*Fragmento para leer:*
Si algunos occidentales pudiesen, por la lectura de la precedente exposición, tomar conciencia de lo que intelectualmente les falta, si pudiesen, no digamos siquiera comprenderlo, sino únicamente entreverlo y presentirlo, este trabajo no habría sido hecho en vano. No hablamos únicamente de las ventajas inapreciables que podrían obtener directamente, para ellos mismos, los que así fueran impulsados a estudiar las doctrinas orientales, en las que encontrarían, por poco que tuviesen las aptitudes requeridas, conocimientos a los que no hay nada comparable en Occidente, y junto a los cuales las filosofías que pasan por geniales y sublimes no son más que juegos de niños; no hay medida común entre la verdad plenamente asentida, por una concepción de posibilidades ilimitadas, y en una realización adecuada a esta concepción, y cualesquiera hipótesis imaginadas por fantasías individuales a la medida de su capacidad esencialmente limitada. Hay también otros resultados, de interés más general, y que por lo demás están ligados a aquellas a titulo de consecuencias más o menos lejanas; queremos aludir a la preparación, sin duda a largo plazo, pero no obstante efectiva, de un acercamiento intelectual entre el Oriente y el Occidente.

*Datos:*

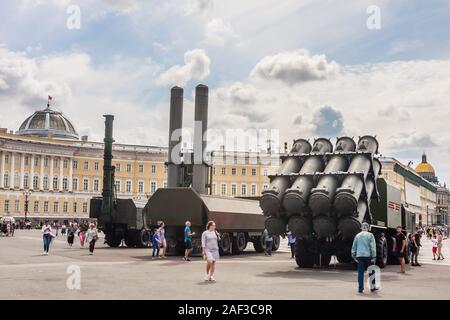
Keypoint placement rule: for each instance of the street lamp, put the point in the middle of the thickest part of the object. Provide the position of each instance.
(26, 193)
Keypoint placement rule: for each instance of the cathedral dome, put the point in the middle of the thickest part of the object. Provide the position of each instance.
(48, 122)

...

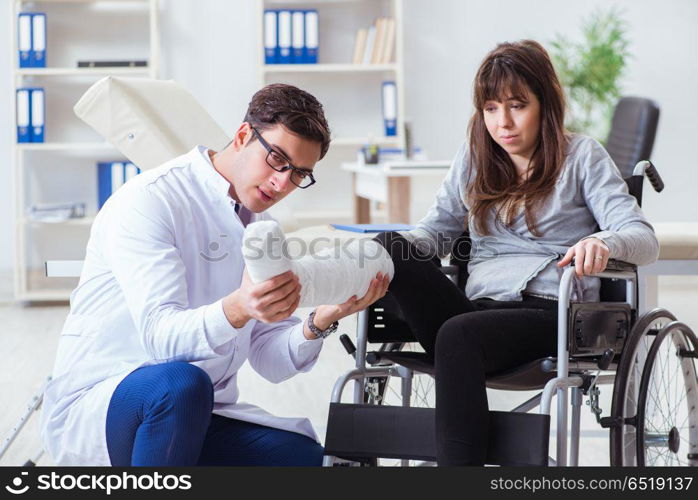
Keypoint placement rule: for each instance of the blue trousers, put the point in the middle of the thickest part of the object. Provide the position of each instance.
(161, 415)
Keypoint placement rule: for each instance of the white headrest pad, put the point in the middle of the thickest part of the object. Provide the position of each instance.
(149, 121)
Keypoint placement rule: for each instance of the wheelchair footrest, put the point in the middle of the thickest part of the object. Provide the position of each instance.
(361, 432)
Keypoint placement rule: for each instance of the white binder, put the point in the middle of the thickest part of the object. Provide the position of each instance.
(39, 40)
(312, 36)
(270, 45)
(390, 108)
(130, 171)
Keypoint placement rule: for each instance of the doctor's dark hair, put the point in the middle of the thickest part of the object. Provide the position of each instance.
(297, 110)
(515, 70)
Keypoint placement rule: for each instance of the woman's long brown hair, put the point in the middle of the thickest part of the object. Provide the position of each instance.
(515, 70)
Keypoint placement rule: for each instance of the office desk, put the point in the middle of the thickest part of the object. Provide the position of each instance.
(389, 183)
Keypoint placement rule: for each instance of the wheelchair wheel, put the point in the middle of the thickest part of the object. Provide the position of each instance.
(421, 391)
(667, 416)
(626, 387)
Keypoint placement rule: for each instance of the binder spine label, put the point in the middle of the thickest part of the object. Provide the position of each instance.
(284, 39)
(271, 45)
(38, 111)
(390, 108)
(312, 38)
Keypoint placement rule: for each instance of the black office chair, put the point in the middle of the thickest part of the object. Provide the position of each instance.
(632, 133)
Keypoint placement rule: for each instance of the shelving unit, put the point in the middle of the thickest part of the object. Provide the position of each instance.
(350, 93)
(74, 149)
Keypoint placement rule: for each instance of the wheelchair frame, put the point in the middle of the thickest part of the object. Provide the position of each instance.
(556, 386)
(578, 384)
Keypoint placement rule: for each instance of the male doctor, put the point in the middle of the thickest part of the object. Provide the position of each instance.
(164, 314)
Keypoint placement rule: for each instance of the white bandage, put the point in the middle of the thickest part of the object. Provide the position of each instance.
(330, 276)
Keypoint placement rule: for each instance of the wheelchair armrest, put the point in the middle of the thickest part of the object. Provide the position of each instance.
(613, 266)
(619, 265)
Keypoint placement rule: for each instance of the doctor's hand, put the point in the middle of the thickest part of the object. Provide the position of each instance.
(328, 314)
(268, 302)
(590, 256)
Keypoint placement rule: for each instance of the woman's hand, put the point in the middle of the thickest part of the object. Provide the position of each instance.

...

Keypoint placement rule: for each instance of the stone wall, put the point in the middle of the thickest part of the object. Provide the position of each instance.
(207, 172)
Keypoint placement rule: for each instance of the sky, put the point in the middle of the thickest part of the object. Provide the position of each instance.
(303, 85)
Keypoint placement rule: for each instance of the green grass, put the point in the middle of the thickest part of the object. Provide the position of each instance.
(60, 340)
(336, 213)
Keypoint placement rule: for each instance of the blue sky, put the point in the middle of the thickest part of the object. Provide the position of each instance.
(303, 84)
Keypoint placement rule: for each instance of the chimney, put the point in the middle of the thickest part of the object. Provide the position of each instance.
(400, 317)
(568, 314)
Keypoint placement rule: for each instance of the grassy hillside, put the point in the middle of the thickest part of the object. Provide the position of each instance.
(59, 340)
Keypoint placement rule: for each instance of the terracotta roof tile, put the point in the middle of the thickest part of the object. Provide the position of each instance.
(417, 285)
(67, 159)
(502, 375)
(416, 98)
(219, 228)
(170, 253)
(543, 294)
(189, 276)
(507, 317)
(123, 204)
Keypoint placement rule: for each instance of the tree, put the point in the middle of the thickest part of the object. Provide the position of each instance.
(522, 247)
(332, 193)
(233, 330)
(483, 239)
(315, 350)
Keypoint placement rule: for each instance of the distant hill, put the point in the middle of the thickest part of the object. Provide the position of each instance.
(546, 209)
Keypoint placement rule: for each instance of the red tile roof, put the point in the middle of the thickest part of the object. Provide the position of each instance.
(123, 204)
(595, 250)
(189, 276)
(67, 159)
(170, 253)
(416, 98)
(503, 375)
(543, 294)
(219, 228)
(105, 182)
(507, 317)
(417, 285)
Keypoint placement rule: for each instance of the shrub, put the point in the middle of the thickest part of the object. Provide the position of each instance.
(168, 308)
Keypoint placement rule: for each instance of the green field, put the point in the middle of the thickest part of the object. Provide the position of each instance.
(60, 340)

*Serie de ejercicios:*
(A) Transcribe completo el fragmento para leer, sin alterar nada.
(B) Selecciona y copia cada línea de los registros que contenga la palabra "tile".

*Soluciones del ejercicio:*
(A)
Si algunos occidentales pudiesen, por la lectura de la precedente exposición, tomar conciencia de lo que intelectualmente les falta, si pudiesen, no digamos siquiera comprenderlo, sino únicamente entreverlo y presentirlo, este trabajo no habría sido hecho en vano. No hablamos únicamente de las ventajas inapreciables que podrían obtener directamente, para ellos mismos, los que así fueran impulsados a estudiar las doctrinas orientales, en las que encontrarían, por poco que tuviesen las aptitudes requeridas, conocimientos a los que no hay nada comparable en Occidente, y junto a los cuales las filosofías que pasan por geniales y sublimes no son más que juegos de niños; no hay medida común entre la verdad plenamente asentida, por una concepción de posibilidades ilimitadas, y en una realización adecuada a esta concepción, y cualesquiera hipótesis imaginadas por fantasías individuales a la medida de su capacidad esencialmente limitada. Hay también otros resultados, de interés más general, y que por lo demás están ligados a aquellas a titulo de consecuencias más o menos lejanas; queremos aludir a la preparación, sin duda a largo plazo, pero no obstante efectiva, de un acercamiento intelectual entre el Oriente y el Occidente.

(B)
Keypoint placement rule: for each instance of the terracotta roof tile, put the point in the middle of the thickest part of the object. Provide the position of each instance.
Keypoint placement rule: for each instance of the red tile roof, put the point in the middle of the thickest part of the object. Provide the position of each instance.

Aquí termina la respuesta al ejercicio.